[Collected data]
================================
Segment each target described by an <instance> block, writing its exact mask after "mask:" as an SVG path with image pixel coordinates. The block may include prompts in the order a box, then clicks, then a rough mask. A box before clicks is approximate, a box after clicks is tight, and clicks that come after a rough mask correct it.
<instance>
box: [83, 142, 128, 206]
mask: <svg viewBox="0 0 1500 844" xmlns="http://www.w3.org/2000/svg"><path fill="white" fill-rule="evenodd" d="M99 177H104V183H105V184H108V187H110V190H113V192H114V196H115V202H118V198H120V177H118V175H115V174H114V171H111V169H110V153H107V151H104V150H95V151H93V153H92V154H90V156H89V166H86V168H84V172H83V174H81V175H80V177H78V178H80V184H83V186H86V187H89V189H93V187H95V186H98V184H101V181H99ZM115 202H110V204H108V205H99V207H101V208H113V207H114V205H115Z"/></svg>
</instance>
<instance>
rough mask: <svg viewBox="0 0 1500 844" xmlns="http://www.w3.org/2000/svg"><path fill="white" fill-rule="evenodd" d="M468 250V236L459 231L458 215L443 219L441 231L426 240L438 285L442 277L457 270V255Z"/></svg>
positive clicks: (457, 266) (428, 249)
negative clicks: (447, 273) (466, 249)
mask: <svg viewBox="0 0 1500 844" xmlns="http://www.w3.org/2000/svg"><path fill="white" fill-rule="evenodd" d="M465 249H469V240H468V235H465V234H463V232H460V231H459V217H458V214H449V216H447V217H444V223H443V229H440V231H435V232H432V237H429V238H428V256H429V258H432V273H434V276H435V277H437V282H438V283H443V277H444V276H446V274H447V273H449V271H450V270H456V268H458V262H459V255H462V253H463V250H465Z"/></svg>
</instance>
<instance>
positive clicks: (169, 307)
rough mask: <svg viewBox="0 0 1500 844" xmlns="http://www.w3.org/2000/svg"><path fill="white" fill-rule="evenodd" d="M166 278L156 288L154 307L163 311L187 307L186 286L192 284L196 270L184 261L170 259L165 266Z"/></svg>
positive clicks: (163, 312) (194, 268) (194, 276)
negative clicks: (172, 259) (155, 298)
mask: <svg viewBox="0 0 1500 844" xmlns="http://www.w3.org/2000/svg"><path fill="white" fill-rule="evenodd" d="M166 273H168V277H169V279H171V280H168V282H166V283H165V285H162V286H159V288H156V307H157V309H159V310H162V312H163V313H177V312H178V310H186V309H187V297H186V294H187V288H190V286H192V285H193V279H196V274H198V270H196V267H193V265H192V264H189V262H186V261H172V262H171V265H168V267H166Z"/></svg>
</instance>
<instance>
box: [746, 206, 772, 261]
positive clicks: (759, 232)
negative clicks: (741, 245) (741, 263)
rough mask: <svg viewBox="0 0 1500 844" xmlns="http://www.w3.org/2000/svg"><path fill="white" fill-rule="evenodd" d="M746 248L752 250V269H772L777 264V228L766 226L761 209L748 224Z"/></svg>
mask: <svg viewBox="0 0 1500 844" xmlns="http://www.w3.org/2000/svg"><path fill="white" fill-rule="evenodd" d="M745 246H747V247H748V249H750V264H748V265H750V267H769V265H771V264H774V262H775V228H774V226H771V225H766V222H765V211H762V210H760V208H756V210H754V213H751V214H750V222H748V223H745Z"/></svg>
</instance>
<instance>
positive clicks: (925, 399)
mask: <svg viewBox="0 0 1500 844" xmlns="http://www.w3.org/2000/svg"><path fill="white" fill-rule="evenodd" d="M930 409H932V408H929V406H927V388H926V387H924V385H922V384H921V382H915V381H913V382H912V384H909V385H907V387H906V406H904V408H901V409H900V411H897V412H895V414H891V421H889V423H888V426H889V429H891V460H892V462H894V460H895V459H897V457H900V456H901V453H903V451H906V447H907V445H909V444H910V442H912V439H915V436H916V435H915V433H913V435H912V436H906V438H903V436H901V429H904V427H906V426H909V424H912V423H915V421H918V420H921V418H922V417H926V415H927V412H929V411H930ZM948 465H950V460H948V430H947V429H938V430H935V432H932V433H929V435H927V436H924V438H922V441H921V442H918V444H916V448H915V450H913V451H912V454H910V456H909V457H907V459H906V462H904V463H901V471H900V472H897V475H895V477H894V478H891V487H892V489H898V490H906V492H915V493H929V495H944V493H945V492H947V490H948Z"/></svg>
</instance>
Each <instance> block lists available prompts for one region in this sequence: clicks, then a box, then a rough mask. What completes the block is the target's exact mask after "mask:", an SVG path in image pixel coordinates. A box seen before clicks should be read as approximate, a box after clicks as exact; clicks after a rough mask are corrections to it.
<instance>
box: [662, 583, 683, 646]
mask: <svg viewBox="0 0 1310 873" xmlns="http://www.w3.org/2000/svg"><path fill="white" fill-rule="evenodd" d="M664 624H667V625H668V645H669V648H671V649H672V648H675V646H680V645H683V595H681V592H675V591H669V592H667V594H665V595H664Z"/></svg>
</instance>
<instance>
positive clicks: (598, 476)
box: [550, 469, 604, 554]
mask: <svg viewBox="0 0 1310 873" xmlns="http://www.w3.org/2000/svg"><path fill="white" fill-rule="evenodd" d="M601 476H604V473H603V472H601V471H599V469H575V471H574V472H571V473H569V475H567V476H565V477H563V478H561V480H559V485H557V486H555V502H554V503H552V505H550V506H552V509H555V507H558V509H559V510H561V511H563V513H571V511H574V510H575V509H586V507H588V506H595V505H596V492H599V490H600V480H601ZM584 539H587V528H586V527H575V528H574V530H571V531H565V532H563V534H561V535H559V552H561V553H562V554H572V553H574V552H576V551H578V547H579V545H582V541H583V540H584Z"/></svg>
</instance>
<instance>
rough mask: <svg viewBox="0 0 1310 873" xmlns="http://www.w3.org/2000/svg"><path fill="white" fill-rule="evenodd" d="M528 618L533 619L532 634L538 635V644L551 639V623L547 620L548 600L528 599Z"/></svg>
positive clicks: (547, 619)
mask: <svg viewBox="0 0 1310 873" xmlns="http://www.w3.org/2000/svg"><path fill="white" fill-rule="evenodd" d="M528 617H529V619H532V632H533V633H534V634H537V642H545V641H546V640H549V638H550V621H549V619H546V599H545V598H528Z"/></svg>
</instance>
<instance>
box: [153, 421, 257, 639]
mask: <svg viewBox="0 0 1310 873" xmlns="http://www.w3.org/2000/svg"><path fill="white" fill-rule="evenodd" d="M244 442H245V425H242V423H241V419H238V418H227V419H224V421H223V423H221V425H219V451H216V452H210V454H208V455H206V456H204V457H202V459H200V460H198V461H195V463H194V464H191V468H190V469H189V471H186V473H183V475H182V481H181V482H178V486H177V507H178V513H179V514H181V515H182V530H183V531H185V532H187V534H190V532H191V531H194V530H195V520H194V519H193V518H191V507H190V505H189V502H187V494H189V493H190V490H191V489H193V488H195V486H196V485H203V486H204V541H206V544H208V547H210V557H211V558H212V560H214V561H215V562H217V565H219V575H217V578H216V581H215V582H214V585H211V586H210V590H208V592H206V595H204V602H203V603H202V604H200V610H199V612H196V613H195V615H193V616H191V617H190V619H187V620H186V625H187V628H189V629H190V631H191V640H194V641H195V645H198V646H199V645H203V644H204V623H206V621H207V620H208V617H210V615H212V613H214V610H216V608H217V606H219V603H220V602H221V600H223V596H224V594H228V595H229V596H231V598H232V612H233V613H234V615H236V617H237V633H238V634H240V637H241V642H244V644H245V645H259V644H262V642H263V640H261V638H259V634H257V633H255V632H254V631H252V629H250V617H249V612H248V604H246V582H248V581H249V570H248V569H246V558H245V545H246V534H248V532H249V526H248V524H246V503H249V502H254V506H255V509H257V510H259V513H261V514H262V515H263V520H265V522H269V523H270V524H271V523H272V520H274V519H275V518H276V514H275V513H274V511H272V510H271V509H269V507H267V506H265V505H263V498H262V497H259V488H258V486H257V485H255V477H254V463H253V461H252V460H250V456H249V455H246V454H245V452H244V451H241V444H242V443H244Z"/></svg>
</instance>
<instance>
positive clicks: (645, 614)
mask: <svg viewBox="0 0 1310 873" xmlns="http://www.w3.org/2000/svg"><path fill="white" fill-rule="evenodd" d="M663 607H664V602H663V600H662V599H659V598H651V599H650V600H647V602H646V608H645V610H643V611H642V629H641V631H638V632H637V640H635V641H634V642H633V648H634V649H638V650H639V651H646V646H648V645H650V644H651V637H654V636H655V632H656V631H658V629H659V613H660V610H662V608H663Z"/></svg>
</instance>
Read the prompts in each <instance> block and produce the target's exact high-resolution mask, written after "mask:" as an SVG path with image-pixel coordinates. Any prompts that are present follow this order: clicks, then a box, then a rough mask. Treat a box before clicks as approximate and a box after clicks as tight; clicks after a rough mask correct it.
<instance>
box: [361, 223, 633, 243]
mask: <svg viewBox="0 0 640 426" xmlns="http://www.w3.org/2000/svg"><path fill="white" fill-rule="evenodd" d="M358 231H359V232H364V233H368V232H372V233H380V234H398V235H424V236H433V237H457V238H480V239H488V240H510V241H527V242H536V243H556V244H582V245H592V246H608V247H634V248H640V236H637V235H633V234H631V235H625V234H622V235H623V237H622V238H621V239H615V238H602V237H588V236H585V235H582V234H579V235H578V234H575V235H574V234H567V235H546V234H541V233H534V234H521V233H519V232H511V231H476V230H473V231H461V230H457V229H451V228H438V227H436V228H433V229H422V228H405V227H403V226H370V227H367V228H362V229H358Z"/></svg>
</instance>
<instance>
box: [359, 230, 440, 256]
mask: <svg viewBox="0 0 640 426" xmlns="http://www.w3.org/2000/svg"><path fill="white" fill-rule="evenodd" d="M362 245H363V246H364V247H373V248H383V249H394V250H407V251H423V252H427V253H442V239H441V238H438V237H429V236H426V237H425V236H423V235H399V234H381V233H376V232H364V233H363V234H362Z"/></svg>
================================
_PROBLEM DESCRIPTION_. Scan the data above and copy each line containing the word "that".

_RESPONSE BOX_.
Segment each target described by an <instance> block, writing its exact mask after "mask:" as an SVG path with image pixel coordinates. The block may include prompts in the order a box, then clicks, then a rough mask. A box before clicks is approximate, a box after clicks is tight, and clicks that come after a rough mask correct it.
Read the prompts in each <instance> block and produce the target's exact high-resolution mask, written after "mask:" as an SVG path with image-pixel coordinates. Any prompts that are present follow this order: clicks, then a box, then a rough mask. Treat a box before clicks as approximate and a box after clicks as tight; clicks after a rough mask correct it.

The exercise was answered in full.